** Short task **
Can you copy out the records below with every "in this photo" replaced by "in this image", changing nothing else and leaving the pictures out?

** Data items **
## Begin
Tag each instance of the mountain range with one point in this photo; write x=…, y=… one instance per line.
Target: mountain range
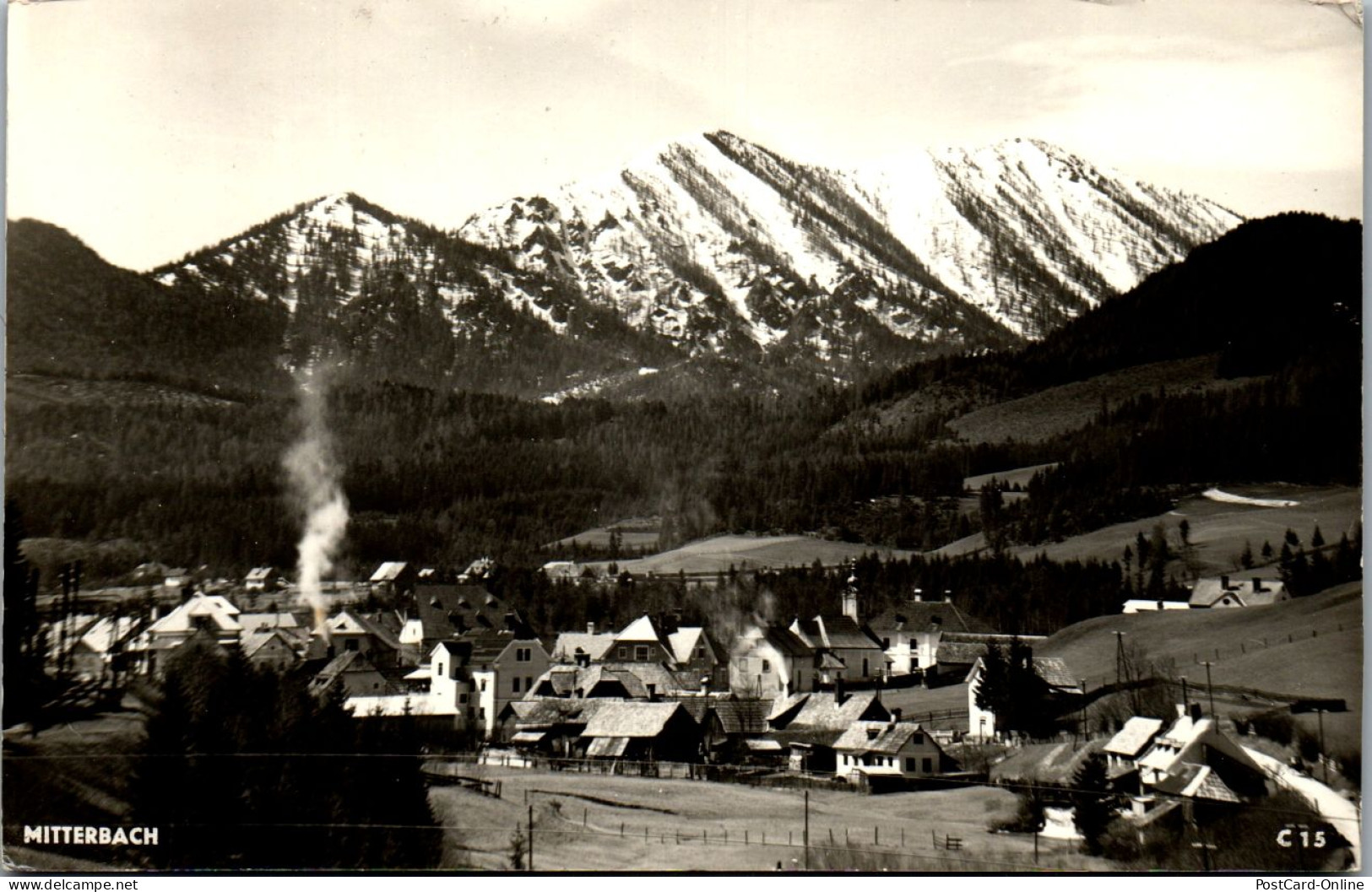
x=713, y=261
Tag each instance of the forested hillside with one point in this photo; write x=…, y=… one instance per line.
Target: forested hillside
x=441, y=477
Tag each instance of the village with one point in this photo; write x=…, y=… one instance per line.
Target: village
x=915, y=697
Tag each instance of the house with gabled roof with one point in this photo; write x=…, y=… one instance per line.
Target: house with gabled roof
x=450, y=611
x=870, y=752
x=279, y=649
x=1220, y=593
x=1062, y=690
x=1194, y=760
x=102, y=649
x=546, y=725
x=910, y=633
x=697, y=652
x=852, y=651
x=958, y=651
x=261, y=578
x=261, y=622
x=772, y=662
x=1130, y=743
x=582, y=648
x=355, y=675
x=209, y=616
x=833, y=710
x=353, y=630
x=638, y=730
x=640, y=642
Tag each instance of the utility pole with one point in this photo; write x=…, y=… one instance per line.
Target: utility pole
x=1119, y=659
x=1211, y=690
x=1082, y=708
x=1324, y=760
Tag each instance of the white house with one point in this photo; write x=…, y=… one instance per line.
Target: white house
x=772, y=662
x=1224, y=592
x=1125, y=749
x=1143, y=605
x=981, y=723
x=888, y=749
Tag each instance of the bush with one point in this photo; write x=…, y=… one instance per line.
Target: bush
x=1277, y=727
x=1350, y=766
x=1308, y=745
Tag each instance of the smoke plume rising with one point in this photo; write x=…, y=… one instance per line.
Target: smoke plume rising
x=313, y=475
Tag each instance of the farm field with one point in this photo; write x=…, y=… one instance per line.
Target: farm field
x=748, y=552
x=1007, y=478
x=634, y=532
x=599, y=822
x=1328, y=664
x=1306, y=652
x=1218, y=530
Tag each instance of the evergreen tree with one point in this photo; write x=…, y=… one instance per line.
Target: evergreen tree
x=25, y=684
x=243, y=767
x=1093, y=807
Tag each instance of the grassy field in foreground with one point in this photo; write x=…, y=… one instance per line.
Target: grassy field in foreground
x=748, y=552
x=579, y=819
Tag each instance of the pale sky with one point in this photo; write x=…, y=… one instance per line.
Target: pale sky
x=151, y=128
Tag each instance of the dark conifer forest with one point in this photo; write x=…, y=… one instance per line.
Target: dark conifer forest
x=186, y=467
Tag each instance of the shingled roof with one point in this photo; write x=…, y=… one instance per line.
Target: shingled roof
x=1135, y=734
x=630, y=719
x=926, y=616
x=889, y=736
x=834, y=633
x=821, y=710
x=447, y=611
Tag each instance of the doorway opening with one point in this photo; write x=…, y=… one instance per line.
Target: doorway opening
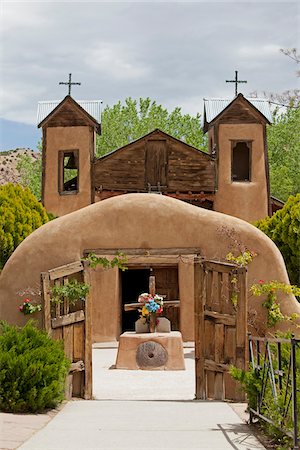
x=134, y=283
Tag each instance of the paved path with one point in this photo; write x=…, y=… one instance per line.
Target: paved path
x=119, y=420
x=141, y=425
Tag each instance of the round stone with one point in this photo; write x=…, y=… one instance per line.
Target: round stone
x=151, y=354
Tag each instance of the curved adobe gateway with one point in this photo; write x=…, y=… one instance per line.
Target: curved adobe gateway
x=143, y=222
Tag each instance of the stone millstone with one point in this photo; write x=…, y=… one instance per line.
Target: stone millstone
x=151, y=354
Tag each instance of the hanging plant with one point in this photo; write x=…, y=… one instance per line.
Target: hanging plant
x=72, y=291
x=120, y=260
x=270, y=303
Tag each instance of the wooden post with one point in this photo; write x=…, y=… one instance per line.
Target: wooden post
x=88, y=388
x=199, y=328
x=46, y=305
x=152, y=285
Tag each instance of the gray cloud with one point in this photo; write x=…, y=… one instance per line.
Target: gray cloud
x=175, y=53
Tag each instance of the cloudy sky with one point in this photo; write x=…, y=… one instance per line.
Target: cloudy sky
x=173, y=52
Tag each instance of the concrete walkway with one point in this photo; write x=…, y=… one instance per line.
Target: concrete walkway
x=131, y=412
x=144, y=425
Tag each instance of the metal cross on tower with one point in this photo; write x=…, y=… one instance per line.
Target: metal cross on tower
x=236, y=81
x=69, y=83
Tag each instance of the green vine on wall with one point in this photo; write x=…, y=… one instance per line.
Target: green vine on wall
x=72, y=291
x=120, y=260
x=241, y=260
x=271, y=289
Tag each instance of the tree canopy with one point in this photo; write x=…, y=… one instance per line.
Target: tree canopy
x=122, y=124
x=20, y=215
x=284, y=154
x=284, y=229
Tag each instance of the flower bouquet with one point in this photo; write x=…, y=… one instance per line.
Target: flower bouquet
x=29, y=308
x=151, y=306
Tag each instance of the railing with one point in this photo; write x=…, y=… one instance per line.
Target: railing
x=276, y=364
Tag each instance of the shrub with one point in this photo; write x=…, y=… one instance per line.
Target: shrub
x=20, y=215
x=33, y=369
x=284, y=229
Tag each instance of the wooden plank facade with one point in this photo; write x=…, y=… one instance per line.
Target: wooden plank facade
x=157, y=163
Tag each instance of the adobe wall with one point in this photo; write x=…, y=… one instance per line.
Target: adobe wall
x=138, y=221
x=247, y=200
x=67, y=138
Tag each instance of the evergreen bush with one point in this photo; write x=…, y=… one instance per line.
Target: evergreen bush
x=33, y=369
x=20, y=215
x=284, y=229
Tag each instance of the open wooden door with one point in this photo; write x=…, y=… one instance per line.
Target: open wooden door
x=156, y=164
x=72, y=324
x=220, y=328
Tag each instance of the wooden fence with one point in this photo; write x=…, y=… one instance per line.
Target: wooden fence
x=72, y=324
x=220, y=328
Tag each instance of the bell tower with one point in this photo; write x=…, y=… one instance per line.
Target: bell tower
## End
** The answer **
Tag each instance of the mountain range with one point in this image; write x=…, y=… one instance per line.
Target: mountain range
x=713, y=261
Tag each instance of the forested hillside with one point in this image; write x=…, y=… one instance per line.
Target: forested hillside
x=441, y=477
Tag each instance of the village with one point in this image; write x=…, y=… one instance per line.
Target: village
x=915, y=697
Tag each instance of the house with gabled roof with one point in this image; write x=…, y=… one instance per line.
Target: house with gabled roof
x=450, y=611
x=870, y=752
x=279, y=649
x=1220, y=593
x=1062, y=690
x=1194, y=760
x=102, y=649
x=546, y=725
x=910, y=633
x=697, y=652
x=852, y=651
x=958, y=651
x=261, y=578
x=261, y=622
x=772, y=662
x=1130, y=743
x=582, y=648
x=355, y=675
x=209, y=616
x=833, y=710
x=353, y=630
x=638, y=730
x=640, y=642
Tag each instance of the utility pole with one point in this image; write x=…, y=… one instance per line.
Target: utility pole
x=1119, y=659
x=1211, y=690
x=1082, y=708
x=1324, y=760
Tag each instance of the white house with one point in this image; write x=…, y=… one instance per line.
Target: white house
x=772, y=662
x=1224, y=592
x=1125, y=749
x=1143, y=605
x=981, y=723
x=888, y=749
Tag each instance of the bush with one point in this image; write x=…, y=… one instance per line.
Target: bush
x=1277, y=727
x=1350, y=766
x=1308, y=745
Tag each instance of the smoke plume rising with one point in this image; write x=…, y=… one instance per line.
Target: smoke plume rising
x=313, y=475
Tag each instance of the farm field with one point in this image; write x=…, y=… one instance per line.
Target: farm field
x=748, y=552
x=1007, y=478
x=634, y=532
x=599, y=822
x=1328, y=664
x=1306, y=652
x=1218, y=530
Tag each instance of the evergreen tree with one point in this image; write x=…, y=… one instance per line.
Target: evergreen tree
x=25, y=684
x=243, y=767
x=1093, y=807
Tag each instance of the grassy field in foreground with one point in this image; write x=…, y=… one instance per line.
Target: grassy field in foreground
x=748, y=552
x=579, y=819
Tag each instance of the pale sky with one point in this image; write x=…, y=… one instance per line.
Target: pale sky
x=151, y=128
Tag each instance of the dark conifer forest with one point in this image; write x=…, y=… one instance per line.
Target: dark conifer forest
x=186, y=467
Tag each instance of the shingled roof with one point in this image; write x=…, y=… one instance per line.
Target: shingled roof
x=1135, y=734
x=630, y=719
x=926, y=616
x=889, y=736
x=834, y=633
x=821, y=710
x=447, y=611
Tag each instance of the doorway opening with one point in this image; write x=…, y=… one instance per line.
Target: doorway opening
x=134, y=283
Tag each instance of the paved path with one point in this image; write x=…, y=… one instance per line.
Target: paved path
x=119, y=420
x=141, y=425
Tag each instance of the round stone with one point in this image; write x=…, y=… one instance per line.
Target: round stone
x=151, y=354
Tag each instance of the curved adobe gateway with one point in this image; write x=…, y=… one instance per line.
Target: curved adobe gateway
x=143, y=222
Tag each instance of the stone millstone with one point in this image; write x=…, y=… one instance per line.
Target: stone millstone
x=151, y=354
Tag each instance of the hanging plant with one point in this image; write x=…, y=… one instance per line.
Target: hanging plant
x=72, y=291
x=120, y=260
x=270, y=303
Tag each instance of the wooden post with one point in this image; write x=…, y=… one instance per line.
Target: wooden post
x=88, y=388
x=199, y=328
x=46, y=305
x=152, y=285
Tag each instance of the gray cloud with one point in this image; write x=…, y=… one instance per line.
Target: gray cloud
x=175, y=53
Tag each instance of the cloudy sky with one point in this image; write x=…, y=… one instance per line.
Target: cloudy sky
x=173, y=52
Tag each instance of the concrete walkway with one point in this image; write x=…, y=… one instance per line.
Target: concrete walkway
x=131, y=412
x=144, y=425
Tag each instance of the metal cross on tower with one point in this image; write x=…, y=… one instance per line.
Target: metal cross on tower
x=236, y=81
x=69, y=83
Tag each instance of the green vine on wall with one point in this image; write x=…, y=… one instance per line.
Target: green vine on wall
x=72, y=291
x=120, y=260
x=241, y=260
x=271, y=289
Tag each instance of the tree canopy with one point in this image; write x=…, y=… one instance per line.
Target: tree canopy
x=122, y=124
x=20, y=215
x=284, y=154
x=284, y=229
Tag each instance of the flower bouquet with one point in this image; write x=…, y=… one instance per line.
Target: flower bouquet
x=29, y=308
x=151, y=306
Tag each instance of the railing with one point in this image; write x=…, y=… one instance per line.
Target: railing
x=276, y=364
Tag each instance of the shrub with one point in this image; write x=…, y=… one instance per line.
Target: shrub
x=20, y=215
x=33, y=369
x=284, y=229
Tag each instance of the wooden plank facade with one point in this image; write x=…, y=… one instance per line.
Target: wooden plank facade
x=157, y=163
Tag each instance of the adobe wall with one point in this image; write x=…, y=… one instance per line.
Target: adobe wall
x=138, y=221
x=247, y=200
x=67, y=138
Tag each instance of the evergreen bush with one point in this image; write x=…, y=… one instance per line.
Target: evergreen bush
x=33, y=369
x=20, y=215
x=284, y=229
Tag each instance of the open wooden door with one point in this image; write x=…, y=… one instance per line.
Target: open wooden door
x=156, y=164
x=72, y=324
x=220, y=328
Tag each instance of the wooden fence with one point in this image; write x=…, y=… one instance per line.
Target: wooden fence
x=72, y=324
x=220, y=328
Tag each instance of the bell tower with one point in this image; write x=…, y=… one instance per line.
Target: bell tower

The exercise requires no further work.